> Provided passage
=-=-=-=-=
A study recently published in the journal Nature indicates that aducanumab shows promise, in both preclinical and clinical settings, in prevention and reduction of amyloid-β (Aβ) plaques in patients with Alzheimer’s.
Aducanumab is a recombinant human monoclonal antibody targeting Aβ aggregates that are believed to play a critical role in the neurodegenerative Alzheimer’s process.
Previous studies using antibody-based immunotherapy against Aβ deposits failed to show promising results. The authors of the Nature study tested the amyloid hypothesis assuming that this previous work had issues with antibodies’ efficacy and specificity.
In this study, Jeff Sevigny and colleagues from Biogen, Cambridge, Massachusetts, USA and Neurimmune, Schlieren-Zurich, Switzerland report that in preclinical settings, in a transgenic mouse model of Alzheimer’s disease, the antibody was able to penetrate the brain, and specifically accumulated and bound to parenchymal, but not vascular Aβ deposits.
In clinical settings, the research team studied the effects of aducanumab in a double blind placebo controlled phase 1b randomized trial. 165 people with early-stage Alzheimer’s disease were given a monthly injection of the antibody for one year, at 33 sites in the US.
The main result from this trial indicates that the treatment with aducanumab contributed to a significant reduction of beta-amyloid plaques in patients with early-stage Alzheimer’s disease, in a time- and dose-dependent way. Moreover, cognitive decline could be significantly slowed in antibody-treated patients as opposed to the placebo group.
As per the mechanism(s) of action of aducanumab, the authors believe that the clearance of amyloid-β deposits was most likely related to the enhanced recruitment of microglia. They argue that an Fc gamma R-mediated microglial recruitment and phagocytosis appeared to contribute to the aducanumab’s effects.
According to telegraph.co.uk, Dr. Roger Nitsch, one of the senior authors of this study, stated that “In the high dose group the amyloid has almost completely disappeared. The effect size of this drug is unprecedented”. Of note, and as per this online article, there are now two large phase-three clinical studies taking place to further evaluate safety and efficacy of aducanumab.
=-=-=-=-=
> Material shown
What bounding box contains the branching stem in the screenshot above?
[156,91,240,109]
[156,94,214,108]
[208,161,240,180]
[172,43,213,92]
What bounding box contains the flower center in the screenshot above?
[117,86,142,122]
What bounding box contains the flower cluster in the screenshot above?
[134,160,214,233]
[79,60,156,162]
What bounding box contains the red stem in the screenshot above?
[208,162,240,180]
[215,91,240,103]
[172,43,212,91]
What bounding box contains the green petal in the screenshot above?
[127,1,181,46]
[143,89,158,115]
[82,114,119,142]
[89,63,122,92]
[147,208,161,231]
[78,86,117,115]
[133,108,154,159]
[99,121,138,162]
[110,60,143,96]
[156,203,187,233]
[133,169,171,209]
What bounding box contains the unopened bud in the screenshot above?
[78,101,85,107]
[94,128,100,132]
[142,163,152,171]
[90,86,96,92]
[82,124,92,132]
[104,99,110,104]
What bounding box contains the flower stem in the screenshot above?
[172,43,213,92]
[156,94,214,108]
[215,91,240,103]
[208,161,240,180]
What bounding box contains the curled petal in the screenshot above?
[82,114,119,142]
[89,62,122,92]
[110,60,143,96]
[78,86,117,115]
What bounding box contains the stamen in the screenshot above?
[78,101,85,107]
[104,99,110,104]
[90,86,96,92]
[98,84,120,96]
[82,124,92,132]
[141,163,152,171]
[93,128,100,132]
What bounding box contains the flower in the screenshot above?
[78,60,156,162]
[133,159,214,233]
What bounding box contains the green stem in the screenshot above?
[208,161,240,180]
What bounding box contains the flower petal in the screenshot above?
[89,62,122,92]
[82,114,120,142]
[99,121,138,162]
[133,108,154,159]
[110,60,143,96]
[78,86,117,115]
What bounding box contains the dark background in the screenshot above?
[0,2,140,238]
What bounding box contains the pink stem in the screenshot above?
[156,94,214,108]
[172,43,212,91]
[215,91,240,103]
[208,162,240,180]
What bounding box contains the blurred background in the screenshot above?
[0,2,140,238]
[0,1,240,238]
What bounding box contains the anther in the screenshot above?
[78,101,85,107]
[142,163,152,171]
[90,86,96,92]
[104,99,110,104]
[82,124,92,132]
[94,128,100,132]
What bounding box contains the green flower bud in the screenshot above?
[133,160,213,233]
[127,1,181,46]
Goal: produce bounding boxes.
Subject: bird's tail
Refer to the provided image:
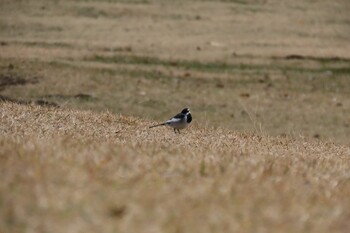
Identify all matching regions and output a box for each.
[149,123,166,128]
=-=-=-=-=
> Instructions for the task
Can you shorten the paragraph of the aducanumab article that begins "In clinical settings, the research team" while keeping its main facts? Use only the aducanumab article to work out your answer.

> Reply
The team ran a double-blind, placebo-controlled, randomized phase 1b trial of aducanumab. At 33 US sites, 165 people with early-stage Alzheimer's disease received a monthly antibody injection for one year.